Set problem 1
List every probability figure stated in the comment on AI risk forecasting below.
Set problem 2
In the comment on AI risk forecasting below, rewrite the paragraph beginning "Suppose you put equal weight" as a short bulleted list that keeps its main facts.

Thomas Kwa🔹 comments on ‘Dissolving’ AI Risk – Parameter Uncertainty in AI Future Forecasting

Thomas Kwa🔹 19 Oct 2022 5:57 UTC
84 points
12 ∶ 0
The main assumption of this post seems to be that, not only are the true values of the parameters independent, but a given person’s estimates of stages are independent. This is a judgment call I’m weakly against.
Suppose you put equal weight on the opinions of Aida and Bjorn. Aida gives 10% for each of the 6 stages, and Bjorn gives 99%, so that Aida has an overall x-risk probability of 10^-6 and Bjorn has around 94%.
- If you just take the arithmetic mean between their overall estimates, it’s like saying “we might be in worlds where Aida is correct, or worlds where Bjorn is correct”
- But if you take the geometric mean or decompose into stages, as in this post, it’s like saying “we’re probably in a world where each of the bits of evidence Aida and Bjorn have towards each proposition are independently 50% likely to be valid, so Aida and Bjorn are each more correct about 2-4 stages”.

Dataset records
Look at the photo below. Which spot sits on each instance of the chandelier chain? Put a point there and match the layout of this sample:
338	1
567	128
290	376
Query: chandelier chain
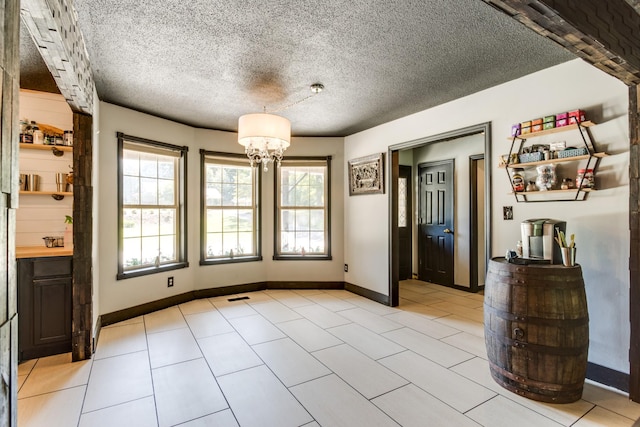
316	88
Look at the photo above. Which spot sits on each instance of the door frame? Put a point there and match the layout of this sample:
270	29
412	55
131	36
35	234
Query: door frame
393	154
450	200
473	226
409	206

Final result 1
- 10%
- 99%
- 10^-6
- around 94%
- 50%

Final result 2
- Aida and Bjorn get equal weight.
- Aida gives 10% for each of the 6 stages, for an overall x-risk probability of 10^-6.
- Bjorn gives 99% for each stage, for an overall probability of around 94%.